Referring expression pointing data
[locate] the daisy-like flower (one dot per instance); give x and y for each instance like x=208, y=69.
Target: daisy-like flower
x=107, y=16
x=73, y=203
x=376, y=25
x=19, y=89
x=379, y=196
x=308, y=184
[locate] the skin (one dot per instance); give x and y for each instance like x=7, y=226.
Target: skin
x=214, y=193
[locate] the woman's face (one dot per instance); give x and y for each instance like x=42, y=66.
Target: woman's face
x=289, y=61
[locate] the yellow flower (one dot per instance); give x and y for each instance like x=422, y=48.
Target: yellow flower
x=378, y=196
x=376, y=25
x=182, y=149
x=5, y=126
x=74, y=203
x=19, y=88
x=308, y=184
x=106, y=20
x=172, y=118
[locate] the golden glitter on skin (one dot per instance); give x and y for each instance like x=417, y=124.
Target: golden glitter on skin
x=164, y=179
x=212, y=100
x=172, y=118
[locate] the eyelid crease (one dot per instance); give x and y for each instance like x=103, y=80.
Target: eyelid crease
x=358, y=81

Assigned task:
All of the data is to be transcribed exactly as written.

Response to the task:
[locate] the daisy-like flower (one dot per instance); give x and y for each instance like x=208, y=69.
Target: daisy-like flower
x=107, y=16
x=73, y=203
x=376, y=25
x=19, y=89
x=379, y=196
x=308, y=184
[locate] the skin (one dot per instance); give x and y for each instance like x=7, y=226.
Target: skin
x=214, y=193
[locate] the woman's face (one dot per instance); give x and y for each instance like x=42, y=66.
Target: woman's face
x=289, y=61
[locate] the yellow flower (one dot per instance); give x and y for each instance like x=422, y=48.
Target: yellow flower
x=378, y=196
x=376, y=25
x=182, y=149
x=5, y=126
x=74, y=203
x=19, y=88
x=308, y=184
x=106, y=20
x=172, y=118
[locate] the golden glitter on skin (one dot per instance); give x and y for each instance like x=417, y=124.
Target: golden glitter on skin
x=164, y=179
x=212, y=100
x=172, y=118
[locate] the eyelid crease (one dot per instance); give x and y for each instance like x=103, y=80.
Target: eyelid crease
x=358, y=81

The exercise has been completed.